# Data for this exercise start

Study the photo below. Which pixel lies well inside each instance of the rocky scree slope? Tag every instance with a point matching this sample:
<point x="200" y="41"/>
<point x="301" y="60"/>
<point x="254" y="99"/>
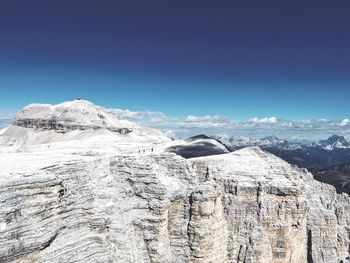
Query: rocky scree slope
<point x="245" y="206"/>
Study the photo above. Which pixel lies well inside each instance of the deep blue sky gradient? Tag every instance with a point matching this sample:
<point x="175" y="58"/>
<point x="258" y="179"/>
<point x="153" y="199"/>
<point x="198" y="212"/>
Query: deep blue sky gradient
<point x="241" y="59"/>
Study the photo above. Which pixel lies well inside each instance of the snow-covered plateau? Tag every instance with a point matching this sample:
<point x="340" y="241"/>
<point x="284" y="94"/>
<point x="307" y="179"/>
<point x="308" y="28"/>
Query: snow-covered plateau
<point x="80" y="184"/>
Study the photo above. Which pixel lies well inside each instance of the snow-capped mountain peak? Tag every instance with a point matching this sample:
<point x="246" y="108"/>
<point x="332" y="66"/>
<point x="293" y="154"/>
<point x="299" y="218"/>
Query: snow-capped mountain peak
<point x="79" y="124"/>
<point x="333" y="142"/>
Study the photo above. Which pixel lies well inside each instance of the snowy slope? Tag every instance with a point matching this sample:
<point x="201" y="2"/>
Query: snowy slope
<point x="76" y="125"/>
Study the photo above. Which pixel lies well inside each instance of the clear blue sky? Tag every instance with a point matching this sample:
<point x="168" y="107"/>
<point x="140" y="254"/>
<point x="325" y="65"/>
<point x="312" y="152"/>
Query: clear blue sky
<point x="241" y="59"/>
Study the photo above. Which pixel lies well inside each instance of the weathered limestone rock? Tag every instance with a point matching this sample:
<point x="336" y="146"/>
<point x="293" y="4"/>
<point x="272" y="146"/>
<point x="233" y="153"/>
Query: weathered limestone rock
<point x="248" y="206"/>
<point x="76" y="188"/>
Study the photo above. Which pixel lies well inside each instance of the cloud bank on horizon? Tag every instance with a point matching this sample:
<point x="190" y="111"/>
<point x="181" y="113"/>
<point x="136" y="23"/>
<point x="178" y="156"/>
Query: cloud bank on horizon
<point x="254" y="127"/>
<point x="186" y="126"/>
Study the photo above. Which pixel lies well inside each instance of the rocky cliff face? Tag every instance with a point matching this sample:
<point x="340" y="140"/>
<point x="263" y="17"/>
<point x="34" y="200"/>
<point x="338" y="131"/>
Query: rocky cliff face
<point x="248" y="206"/>
<point x="60" y="205"/>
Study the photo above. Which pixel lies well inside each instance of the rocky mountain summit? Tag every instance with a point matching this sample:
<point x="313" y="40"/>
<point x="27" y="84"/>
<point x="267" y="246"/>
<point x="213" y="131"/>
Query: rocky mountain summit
<point x="74" y="190"/>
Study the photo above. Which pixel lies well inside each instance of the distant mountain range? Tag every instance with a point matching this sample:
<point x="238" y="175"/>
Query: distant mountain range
<point x="328" y="160"/>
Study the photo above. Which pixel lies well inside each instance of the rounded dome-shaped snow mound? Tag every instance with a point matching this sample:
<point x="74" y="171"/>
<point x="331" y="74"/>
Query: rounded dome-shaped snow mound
<point x="71" y="115"/>
<point x="77" y="125"/>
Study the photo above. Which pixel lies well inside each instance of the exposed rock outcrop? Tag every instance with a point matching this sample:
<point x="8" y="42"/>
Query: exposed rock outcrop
<point x="248" y="206"/>
<point x="98" y="198"/>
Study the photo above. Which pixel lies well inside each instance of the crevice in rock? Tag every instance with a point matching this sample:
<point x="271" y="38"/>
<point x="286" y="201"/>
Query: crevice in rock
<point x="309" y="247"/>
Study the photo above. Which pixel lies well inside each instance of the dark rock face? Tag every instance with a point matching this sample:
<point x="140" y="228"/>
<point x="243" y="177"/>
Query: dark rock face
<point x="196" y="150"/>
<point x="63" y="126"/>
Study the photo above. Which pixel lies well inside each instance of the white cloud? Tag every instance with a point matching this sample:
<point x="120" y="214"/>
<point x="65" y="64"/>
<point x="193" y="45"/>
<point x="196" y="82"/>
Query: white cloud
<point x="269" y="120"/>
<point x="253" y="127"/>
<point x="207" y="118"/>
<point x="344" y="123"/>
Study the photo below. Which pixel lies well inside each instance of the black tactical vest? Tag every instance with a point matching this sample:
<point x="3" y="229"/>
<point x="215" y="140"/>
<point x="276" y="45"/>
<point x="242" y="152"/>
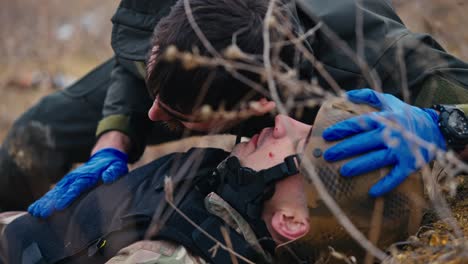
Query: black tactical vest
<point x="113" y="216"/>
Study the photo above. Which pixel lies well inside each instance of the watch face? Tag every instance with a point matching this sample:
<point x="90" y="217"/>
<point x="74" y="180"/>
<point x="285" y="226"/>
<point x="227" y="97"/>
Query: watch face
<point x="458" y="123"/>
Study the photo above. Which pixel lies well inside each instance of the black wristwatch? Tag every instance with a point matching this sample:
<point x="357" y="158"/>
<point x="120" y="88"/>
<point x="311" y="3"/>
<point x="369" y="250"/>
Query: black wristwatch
<point x="453" y="124"/>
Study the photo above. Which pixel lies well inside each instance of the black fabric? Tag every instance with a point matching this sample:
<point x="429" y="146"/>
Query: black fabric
<point x="386" y="41"/>
<point x="118" y="213"/>
<point x="134" y="23"/>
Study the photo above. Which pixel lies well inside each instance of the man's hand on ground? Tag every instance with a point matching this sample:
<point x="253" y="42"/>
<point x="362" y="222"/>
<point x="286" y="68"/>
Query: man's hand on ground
<point x="107" y="164"/>
<point x="381" y="144"/>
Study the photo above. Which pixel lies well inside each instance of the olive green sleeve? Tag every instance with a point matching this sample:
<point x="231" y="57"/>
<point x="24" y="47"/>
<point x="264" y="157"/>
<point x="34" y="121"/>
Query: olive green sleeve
<point x="114" y="122"/>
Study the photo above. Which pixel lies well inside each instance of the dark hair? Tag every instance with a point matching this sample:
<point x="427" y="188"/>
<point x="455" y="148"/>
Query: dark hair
<point x="219" y="20"/>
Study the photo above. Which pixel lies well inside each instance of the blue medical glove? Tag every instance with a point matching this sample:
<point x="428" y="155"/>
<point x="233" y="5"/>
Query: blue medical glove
<point x="380" y="144"/>
<point x="107" y="164"/>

# Data for this exercise end

** Exercise **
Reproduce every one of the records above word for word, but leave out the pictures.

** Answer to the problem **
Study the photo below. Which pixel lies well inside each instance of the rocky scree slope? Tag every instance with a point matching this sample:
<point x="200" y="41"/>
<point x="301" y="60"/>
<point x="254" y="99"/>
Query: rocky scree slope
<point x="245" y="206"/>
Study the photo above. Which pixel lies well inside each instance of the deep blue sky gradient? Tag every instance with a point matching this sample:
<point x="175" y="58"/>
<point x="258" y="179"/>
<point x="153" y="199"/>
<point x="198" y="212"/>
Query: deep blue sky gradient
<point x="241" y="59"/>
Study the photo above. Which pixel lies well inside each instance of the snow-covered plateau? Tag every instance with a point matching this sample:
<point x="340" y="241"/>
<point x="284" y="94"/>
<point x="307" y="179"/>
<point x="308" y="28"/>
Query: snow-covered plateau
<point x="80" y="184"/>
Study the photo above. Which pixel lies well inside each instance of the snow-capped mountain peak? Tag every instance with a point matching this sample:
<point x="246" y="108"/>
<point x="332" y="66"/>
<point x="293" y="154"/>
<point x="299" y="218"/>
Query: snow-capped mountain peak
<point x="79" y="124"/>
<point x="333" y="142"/>
Study the photo above. Which pixel lies well inside each instance of the snowy slope? Tag every instance with a point matching this sample:
<point x="201" y="2"/>
Query: snowy slope
<point x="76" y="125"/>
Study the photo above. Which pixel lies well inside each instance of the clear blue sky? Tag every instance with a point matching this sample:
<point x="168" y="107"/>
<point x="140" y="254"/>
<point x="325" y="65"/>
<point x="312" y="152"/>
Query: clear blue sky
<point x="241" y="59"/>
Study the photo above. Which pixel lies well inside each instance of the weathered limestone rock? Tag every instance with a point matching this sample:
<point x="336" y="146"/>
<point x="293" y="4"/>
<point x="272" y="146"/>
<point x="233" y="153"/>
Query: weathered limestone rock
<point x="248" y="206"/>
<point x="76" y="188"/>
Study the photo above. Which pixel lies well inside each instance of the cloud bank on horizon? Tag every instance with a point matching this sample:
<point x="190" y="111"/>
<point x="181" y="113"/>
<point x="136" y="23"/>
<point x="178" y="156"/>
Query: cloud bank on horizon
<point x="254" y="127"/>
<point x="186" y="126"/>
Study the photo above. Which pixel lies well inside each instance of the rocky cliff face? Tag every instance with a point matching this sample:
<point x="340" y="140"/>
<point x="263" y="17"/>
<point x="34" y="200"/>
<point x="338" y="131"/>
Query: rocky cliff face
<point x="248" y="206"/>
<point x="60" y="205"/>
Study the photo above. Which pixel lies well inside each instance of the rocky mountain summit? Tag every instance with a point matching this sample:
<point x="313" y="40"/>
<point x="27" y="84"/>
<point x="267" y="246"/>
<point x="213" y="131"/>
Query: rocky mountain summit
<point x="74" y="190"/>
Study the photo above. Which pixel lies well inside each instance of the distant mountain range? Tag every instance with a point matching this sample:
<point x="238" y="175"/>
Query: distant mountain range
<point x="328" y="160"/>
Study the photo above. Which pixel lies well inside each instance of the rounded dome-shaped snow mound? Tag every instance with a point matching this sample:
<point x="74" y="171"/>
<point x="331" y="74"/>
Query: rounded dome-shaped snow mound
<point x="71" y="115"/>
<point x="77" y="125"/>
Study the photo above. Which pixel lies well inside each instance of the exposed rock outcrop? Tag every instance with a point matching this sample:
<point x="8" y="42"/>
Query: exposed rock outcrop
<point x="248" y="206"/>
<point x="98" y="198"/>
Study the photo above. Which pixel lies well inside each instance of the crevice in rock? Tag every instance with a point matching this sample:
<point x="271" y="38"/>
<point x="286" y="201"/>
Query: crevice in rock
<point x="309" y="247"/>
Study the photo above. Which pixel lies well inside each instance of the dark rock face? Tag every instance with a point matching this sample:
<point x="140" y="228"/>
<point x="243" y="177"/>
Query: dark rock face
<point x="196" y="150"/>
<point x="63" y="126"/>
Study the photo above. Which pixel lies well inside each instance of the white cloud? Tag every instance with a point matching this sample:
<point x="120" y="214"/>
<point x="65" y="64"/>
<point x="193" y="45"/>
<point x="196" y="82"/>
Query: white cloud
<point x="269" y="120"/>
<point x="253" y="127"/>
<point x="207" y="118"/>
<point x="344" y="123"/>
Study the photo below. Which pixel lies well inside each instance of the black tactical vest? Tag every instance with a point matching this sample:
<point x="3" y="229"/>
<point x="215" y="140"/>
<point x="276" y="45"/>
<point x="242" y="152"/>
Query: black tactical vest
<point x="113" y="216"/>
Study the photo above. Which pixel lies well inside each instance of the watch face? Tag every instance with a point matching this sample:
<point x="90" y="217"/>
<point x="74" y="180"/>
<point x="285" y="226"/>
<point x="227" y="97"/>
Query: watch face
<point x="458" y="123"/>
Study the photo above. Which pixel lies well inside each instance of the black wristwatch? Tag every instance with a point matching this sample:
<point x="357" y="158"/>
<point x="120" y="88"/>
<point x="311" y="3"/>
<point x="369" y="250"/>
Query: black wristwatch
<point x="453" y="124"/>
Study the photo above. Which pixel lies well inside each instance of the black fabric? Tag every instance with a point matching this sample:
<point x="429" y="146"/>
Query: black fabric
<point x="386" y="41"/>
<point x="118" y="213"/>
<point x="134" y="23"/>
Study the photo above. Which pixel lies well inside each instance of the man's hand on ground? Tag every instance with a point matching this sample:
<point x="253" y="42"/>
<point x="362" y="222"/>
<point x="286" y="68"/>
Query: man's hand on ground
<point x="107" y="164"/>
<point x="381" y="144"/>
Study the photo above. Which pixel lies well inside each instance of the olive green sleeve? Tag every instance with a point matching this sample:
<point x="231" y="57"/>
<point x="24" y="47"/>
<point x="264" y="157"/>
<point x="34" y="121"/>
Query: olive green sleeve
<point x="114" y="122"/>
Study the photo above. Which pixel lies well inside each instance of the dark hair? Tag every instance with a point matching this sample:
<point x="427" y="188"/>
<point x="455" y="148"/>
Query: dark hair
<point x="219" y="20"/>
Study the photo above. Which pixel lies well inside each instance of the blue medical glove? Tag every instance with a point matching this sample:
<point x="428" y="155"/>
<point x="233" y="5"/>
Query: blue medical glove
<point x="380" y="144"/>
<point x="107" y="164"/>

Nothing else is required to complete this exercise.